**EXERCISE PROMPT**
What you write should be an exact copy of the material, from its first line through the line containing "the form [22,238].".

====== MATERIALS PROVIDED ======

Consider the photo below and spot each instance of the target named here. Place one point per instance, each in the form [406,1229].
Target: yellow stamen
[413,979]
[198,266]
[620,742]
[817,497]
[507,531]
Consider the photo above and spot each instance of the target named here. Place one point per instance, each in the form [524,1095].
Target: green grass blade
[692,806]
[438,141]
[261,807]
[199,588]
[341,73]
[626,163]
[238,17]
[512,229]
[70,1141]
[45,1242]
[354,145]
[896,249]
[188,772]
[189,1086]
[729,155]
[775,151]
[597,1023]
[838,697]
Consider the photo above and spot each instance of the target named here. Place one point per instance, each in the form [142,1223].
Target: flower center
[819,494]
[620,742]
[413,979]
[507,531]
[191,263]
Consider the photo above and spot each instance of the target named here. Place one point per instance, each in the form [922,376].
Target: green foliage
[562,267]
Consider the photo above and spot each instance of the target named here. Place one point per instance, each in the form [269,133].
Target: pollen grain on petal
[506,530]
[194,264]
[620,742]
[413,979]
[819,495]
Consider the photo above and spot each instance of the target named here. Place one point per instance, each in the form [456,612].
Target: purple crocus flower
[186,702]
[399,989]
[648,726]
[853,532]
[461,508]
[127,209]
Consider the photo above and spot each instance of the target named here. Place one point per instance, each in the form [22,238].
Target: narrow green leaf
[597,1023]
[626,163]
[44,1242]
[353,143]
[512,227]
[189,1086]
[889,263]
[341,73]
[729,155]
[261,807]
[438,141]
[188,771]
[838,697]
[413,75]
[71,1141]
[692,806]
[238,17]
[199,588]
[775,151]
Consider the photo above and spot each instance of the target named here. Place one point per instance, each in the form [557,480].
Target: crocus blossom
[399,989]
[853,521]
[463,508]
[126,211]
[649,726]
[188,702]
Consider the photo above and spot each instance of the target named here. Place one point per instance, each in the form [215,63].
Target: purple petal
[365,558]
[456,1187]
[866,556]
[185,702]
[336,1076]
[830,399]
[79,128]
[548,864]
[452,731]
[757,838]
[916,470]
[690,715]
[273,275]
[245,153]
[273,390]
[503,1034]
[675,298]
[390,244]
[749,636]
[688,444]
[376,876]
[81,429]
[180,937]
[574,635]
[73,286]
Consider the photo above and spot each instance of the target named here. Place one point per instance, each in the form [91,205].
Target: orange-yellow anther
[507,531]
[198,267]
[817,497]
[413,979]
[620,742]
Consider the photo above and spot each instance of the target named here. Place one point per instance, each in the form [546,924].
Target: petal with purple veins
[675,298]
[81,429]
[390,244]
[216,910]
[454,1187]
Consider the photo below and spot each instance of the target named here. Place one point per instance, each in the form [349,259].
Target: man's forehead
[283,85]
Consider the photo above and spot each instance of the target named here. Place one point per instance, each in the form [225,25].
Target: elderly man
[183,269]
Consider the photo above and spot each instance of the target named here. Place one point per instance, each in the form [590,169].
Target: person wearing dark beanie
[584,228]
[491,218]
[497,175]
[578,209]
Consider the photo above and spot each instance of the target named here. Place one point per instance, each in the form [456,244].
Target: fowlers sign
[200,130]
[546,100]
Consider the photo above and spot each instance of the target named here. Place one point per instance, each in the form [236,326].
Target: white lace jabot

======

**RESPONSE TO THIS TASK**
Consider the photo below and spot each instance of the target named here. Place one point per instance, each in the form [406,1229].
Target: yellow stamen
[413,979]
[198,266]
[620,742]
[817,497]
[507,531]
Consider the photo above and spot each instance of the target named here. Place one point per instance, each in the form [524,1095].
Target: green grass blade
[692,806]
[438,141]
[261,807]
[199,588]
[341,73]
[626,163]
[238,17]
[512,229]
[70,1141]
[45,1242]
[354,145]
[896,249]
[188,772]
[189,1086]
[729,155]
[775,151]
[597,1023]
[838,697]
Consider the photo above and spot each instance of the target named here. Place one point per instance, each in the form [142,1223].
Target: flower center
[819,494]
[620,742]
[413,979]
[507,531]
[191,263]
Consider the photo above and spot each instance of the target named here. Place one point per instance, each in the form [922,376].
Target: green foliage
[562,267]
Consider the photo above and spot each instance of the target named here. Place one point per instance, each in the form [269,133].
Target: pollen grain on petal
[506,530]
[194,264]
[620,742]
[413,979]
[819,495]
Consider the photo above and spot each instance of the target named here. Place one point per instance, each in the form [456,612].
Target: purple crocus flower
[186,702]
[399,989]
[648,726]
[853,532]
[461,508]
[127,209]
Consider the photo above and spot each instance of the target named here. Place one point per instance, each in the form [22,238].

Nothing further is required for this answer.